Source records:
[start]

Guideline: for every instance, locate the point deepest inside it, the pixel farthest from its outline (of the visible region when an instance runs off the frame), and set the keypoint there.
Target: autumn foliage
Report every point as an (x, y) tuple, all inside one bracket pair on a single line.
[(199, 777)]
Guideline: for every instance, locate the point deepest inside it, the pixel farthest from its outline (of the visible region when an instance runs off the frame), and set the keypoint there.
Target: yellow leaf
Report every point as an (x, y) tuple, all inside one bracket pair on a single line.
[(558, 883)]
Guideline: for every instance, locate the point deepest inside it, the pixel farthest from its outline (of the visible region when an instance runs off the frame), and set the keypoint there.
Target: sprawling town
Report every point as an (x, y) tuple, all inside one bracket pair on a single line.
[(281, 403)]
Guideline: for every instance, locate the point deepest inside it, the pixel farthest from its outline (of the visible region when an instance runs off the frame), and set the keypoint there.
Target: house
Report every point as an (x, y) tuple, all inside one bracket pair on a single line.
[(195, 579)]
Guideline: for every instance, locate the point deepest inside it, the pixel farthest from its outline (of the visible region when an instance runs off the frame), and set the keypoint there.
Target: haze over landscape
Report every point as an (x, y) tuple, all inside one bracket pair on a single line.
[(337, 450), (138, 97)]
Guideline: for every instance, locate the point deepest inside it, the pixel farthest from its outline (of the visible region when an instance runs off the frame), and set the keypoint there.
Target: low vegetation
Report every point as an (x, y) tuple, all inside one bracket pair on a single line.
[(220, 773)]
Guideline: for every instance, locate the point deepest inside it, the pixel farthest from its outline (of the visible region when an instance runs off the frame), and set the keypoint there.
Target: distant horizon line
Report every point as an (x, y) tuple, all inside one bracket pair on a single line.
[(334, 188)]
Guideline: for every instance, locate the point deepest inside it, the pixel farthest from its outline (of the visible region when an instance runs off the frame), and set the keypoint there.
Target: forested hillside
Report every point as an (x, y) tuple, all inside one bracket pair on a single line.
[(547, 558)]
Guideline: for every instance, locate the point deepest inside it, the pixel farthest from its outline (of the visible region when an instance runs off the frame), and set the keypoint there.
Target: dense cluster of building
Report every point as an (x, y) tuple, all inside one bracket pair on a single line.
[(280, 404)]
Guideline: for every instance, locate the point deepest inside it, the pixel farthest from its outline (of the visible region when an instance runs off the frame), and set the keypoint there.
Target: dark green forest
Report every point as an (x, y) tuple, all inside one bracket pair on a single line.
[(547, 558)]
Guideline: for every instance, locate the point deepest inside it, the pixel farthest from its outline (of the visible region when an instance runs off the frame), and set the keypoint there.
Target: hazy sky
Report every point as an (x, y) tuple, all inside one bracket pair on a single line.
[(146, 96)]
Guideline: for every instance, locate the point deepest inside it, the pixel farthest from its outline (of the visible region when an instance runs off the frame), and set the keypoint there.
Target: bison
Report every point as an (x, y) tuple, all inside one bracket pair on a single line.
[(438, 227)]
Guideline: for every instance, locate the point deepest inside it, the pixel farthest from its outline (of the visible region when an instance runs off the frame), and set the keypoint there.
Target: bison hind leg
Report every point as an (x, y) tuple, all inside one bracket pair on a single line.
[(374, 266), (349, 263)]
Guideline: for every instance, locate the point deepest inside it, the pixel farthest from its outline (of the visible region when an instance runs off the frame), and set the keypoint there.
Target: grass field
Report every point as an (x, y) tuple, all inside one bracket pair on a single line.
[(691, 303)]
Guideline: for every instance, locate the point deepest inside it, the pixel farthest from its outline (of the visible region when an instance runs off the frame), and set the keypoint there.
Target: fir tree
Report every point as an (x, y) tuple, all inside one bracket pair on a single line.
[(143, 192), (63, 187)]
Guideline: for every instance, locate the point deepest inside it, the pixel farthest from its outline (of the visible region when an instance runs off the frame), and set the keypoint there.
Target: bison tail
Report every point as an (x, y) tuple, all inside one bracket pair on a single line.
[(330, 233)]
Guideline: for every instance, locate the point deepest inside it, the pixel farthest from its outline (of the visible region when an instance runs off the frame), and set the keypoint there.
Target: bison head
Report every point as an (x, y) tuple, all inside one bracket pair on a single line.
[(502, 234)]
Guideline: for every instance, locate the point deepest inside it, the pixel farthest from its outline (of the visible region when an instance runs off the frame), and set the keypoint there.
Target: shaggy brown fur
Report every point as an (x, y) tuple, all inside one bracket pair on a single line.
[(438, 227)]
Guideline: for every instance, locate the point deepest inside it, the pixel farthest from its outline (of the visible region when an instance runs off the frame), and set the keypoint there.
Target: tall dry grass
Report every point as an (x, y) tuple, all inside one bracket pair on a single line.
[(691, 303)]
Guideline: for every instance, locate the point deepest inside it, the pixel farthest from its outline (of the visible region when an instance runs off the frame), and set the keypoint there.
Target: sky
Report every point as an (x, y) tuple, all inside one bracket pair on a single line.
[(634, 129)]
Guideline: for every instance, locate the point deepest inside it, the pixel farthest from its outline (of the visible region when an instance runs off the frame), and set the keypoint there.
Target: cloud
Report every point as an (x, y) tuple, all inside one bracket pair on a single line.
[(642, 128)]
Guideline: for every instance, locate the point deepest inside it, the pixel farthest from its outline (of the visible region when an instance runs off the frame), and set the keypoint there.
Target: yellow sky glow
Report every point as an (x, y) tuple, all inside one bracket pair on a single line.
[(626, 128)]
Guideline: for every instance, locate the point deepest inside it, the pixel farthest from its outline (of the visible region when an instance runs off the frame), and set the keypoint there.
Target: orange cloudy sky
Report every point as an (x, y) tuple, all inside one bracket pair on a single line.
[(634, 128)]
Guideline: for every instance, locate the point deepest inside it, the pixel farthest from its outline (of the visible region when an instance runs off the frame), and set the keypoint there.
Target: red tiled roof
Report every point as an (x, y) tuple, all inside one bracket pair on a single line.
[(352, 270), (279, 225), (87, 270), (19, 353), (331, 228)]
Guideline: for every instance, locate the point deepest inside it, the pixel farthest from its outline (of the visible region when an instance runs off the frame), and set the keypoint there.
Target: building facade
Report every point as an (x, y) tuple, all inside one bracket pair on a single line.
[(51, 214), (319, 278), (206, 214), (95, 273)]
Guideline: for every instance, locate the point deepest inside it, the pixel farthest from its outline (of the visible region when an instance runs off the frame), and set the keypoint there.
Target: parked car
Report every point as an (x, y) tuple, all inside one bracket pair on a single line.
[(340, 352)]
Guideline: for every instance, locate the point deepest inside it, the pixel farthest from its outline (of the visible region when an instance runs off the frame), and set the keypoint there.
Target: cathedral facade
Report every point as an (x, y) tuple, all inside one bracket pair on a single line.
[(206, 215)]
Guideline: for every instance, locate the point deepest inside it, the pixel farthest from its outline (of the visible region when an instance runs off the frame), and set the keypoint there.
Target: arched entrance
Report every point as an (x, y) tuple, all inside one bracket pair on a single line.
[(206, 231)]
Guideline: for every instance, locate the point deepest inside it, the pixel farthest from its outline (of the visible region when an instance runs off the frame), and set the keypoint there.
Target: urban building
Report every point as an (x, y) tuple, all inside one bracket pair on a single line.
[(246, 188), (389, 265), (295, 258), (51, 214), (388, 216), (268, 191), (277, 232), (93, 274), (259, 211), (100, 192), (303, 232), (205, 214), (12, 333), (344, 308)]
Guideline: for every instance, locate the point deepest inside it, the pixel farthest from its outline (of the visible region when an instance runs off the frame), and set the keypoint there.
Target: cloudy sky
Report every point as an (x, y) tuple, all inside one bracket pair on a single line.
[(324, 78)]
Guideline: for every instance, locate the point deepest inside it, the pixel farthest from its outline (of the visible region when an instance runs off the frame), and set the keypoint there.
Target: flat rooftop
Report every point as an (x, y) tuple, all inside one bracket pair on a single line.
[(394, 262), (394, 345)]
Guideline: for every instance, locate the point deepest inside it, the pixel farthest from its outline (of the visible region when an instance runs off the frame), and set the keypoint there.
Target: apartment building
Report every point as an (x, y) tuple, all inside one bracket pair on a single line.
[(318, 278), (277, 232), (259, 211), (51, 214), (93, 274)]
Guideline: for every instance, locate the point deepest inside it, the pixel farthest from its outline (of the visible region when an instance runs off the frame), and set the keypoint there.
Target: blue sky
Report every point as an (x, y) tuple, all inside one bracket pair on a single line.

[end]

*WRITTEN INSTRUCTION*: State how many lines in the rows above contain the string "grass". Give only the number.

*REPLY*: 2